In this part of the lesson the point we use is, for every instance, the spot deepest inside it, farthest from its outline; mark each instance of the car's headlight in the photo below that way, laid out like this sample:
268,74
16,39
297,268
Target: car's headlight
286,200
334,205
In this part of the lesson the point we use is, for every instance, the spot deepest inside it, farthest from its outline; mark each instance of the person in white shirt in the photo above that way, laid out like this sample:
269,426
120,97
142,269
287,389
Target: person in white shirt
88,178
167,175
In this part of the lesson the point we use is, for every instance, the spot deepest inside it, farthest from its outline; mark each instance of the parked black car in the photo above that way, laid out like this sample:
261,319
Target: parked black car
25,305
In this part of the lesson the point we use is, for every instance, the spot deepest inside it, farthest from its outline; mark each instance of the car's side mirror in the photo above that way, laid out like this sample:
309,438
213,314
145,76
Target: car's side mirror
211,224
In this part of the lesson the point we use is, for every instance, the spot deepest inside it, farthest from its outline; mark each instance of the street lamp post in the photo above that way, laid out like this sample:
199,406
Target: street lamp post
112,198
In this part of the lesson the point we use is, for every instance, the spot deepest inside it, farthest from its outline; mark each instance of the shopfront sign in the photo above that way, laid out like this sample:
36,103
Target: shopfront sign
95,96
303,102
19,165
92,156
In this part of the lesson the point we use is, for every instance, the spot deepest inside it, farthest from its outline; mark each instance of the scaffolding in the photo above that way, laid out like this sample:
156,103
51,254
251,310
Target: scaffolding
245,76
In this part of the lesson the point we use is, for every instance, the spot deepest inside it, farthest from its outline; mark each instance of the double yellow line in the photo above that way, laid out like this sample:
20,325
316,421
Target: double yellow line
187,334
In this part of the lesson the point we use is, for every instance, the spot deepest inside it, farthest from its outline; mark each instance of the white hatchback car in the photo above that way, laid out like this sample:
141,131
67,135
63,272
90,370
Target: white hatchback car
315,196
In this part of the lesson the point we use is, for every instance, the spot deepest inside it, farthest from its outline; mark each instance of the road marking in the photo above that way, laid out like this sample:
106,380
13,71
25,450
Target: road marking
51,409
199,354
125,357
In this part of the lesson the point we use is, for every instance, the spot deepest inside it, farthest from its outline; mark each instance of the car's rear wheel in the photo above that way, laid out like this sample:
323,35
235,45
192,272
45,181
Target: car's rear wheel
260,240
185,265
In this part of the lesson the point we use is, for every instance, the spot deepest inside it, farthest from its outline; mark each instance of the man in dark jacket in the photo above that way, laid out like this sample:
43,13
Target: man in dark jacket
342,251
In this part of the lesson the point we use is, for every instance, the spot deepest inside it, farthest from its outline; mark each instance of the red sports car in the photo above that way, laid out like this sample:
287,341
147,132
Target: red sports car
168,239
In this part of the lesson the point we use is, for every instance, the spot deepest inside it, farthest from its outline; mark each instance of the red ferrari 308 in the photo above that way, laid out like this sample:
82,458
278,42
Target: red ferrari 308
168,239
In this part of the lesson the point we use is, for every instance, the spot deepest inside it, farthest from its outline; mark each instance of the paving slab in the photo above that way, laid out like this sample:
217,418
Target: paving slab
----------------
- [To be done]: Reproduce every one of the lines above verbatim, without changing anything.

- [Solution for this task]:
In this part of the lesson the point we use is, for every instance, the spot deepest inside it, farthest from its outline; mark each instance of the car's headlight in the photo below that way, laid out like this sample:
268,74
16,39
297,268
Target: car's headlight
286,200
334,205
In this part of the lesson the point we use is, for every instance, the spot deepest inside it, farthest from its outline; mark each instance of the person in white shirt in the photo above that way, laid out like this sample:
269,426
120,97
142,269
287,389
Target: person in white shirt
88,178
167,175
In this part of the lesson the point we use is, for every instance, the spot deepest inside it, farthest from its outline; mark each instance of the parked black car in the photo above that way, laid out like this sample:
261,319
Target: parked black car
25,305
In this part of the lesson the point we use is, for every instance, the spot deepest inside it, farthest from its outline; mark each instance of the car's side mirror in the photo above that way, laid out like this sample:
309,438
213,314
145,76
Target: car's side mirror
211,224
In this part of the lesson the point we use is, for every instance, the spot deepest inside it, farthest from its outline; mark each instance of the street lamp post in the photo above that way, laid out like this sample:
199,406
Target: street lamp post
112,198
In this part of the lesson the point we use is, for every instance, the spot deepest inside it, farthest from its outline; mark each instance of the shopfront sign in the photo above that way, laid out like this sample:
36,103
Target: shopfront sign
95,96
303,102
19,165
92,156
In this part of the lesson the point we use is, for every instance, the spot deepest inside it, farthest from its outline; mark each instance of the scaffolding in the photo above that way, laid out like this sample:
156,103
51,254
251,310
Target: scaffolding
245,76
In this part of the lesson the point we use is, for every instance, the spot deepest inside it, farthest from its outline; mark each instance of the double yellow line in the photo above that way, laid out like this sample:
20,325
316,421
Target: double yellow line
187,334
In this part of the lesson the point we use is, for every instance, the spot deepest inside it, farthest from its outline; mark each instance of the white hatchback car in the photo above that way, laid out like this sample:
141,131
67,135
63,272
90,370
Target: white hatchback car
315,196
In this part of the lesson the point we use is, for every instance, the spot deepest inside it, farthest from its outline; mark each instance of the road marking in the photo above that way, laid out like this sample:
106,380
13,71
25,450
Target: road marking
51,409
199,354
125,357
In this part of the lesson the point we use is, for every instance, the spot deepest inside it, farthest from its outline; mark each instance of the car's rear wheel in the photo above that way, laid out like this sample:
323,35
235,45
192,272
45,181
Target: car's rear wheel
260,240
185,265
In this part of the lesson the point we use is, for every instance, the spot deepest inside it, farthest from its outline; mark each instance of the man in dark jacket in the photo above that way, laid out like this sample:
43,13
Target: man in dark jacket
342,251
In this part of the lesson the point we use is, for every instance, the spot deepest inside it, farthest from its outline; mark each instance of the red sports car in the photo above that way, laid out like this sample:
287,341
147,132
Target: red sports car
168,239
In this part of the lesson the point we use is, for every instance, the spot deepest inside it, farthest from its outline; mark each instance of the red ferrari 308 in the photo above that way, laid out like this sample:
82,458
278,42
Target: red ferrari 308
168,239
In this part of the lesson the point we use is, for every instance, the spot deepest inside it, farthest from its outline; mark each instance of the paving slab in the photo above that way, laid out like this sample:
217,418
Target: paving slab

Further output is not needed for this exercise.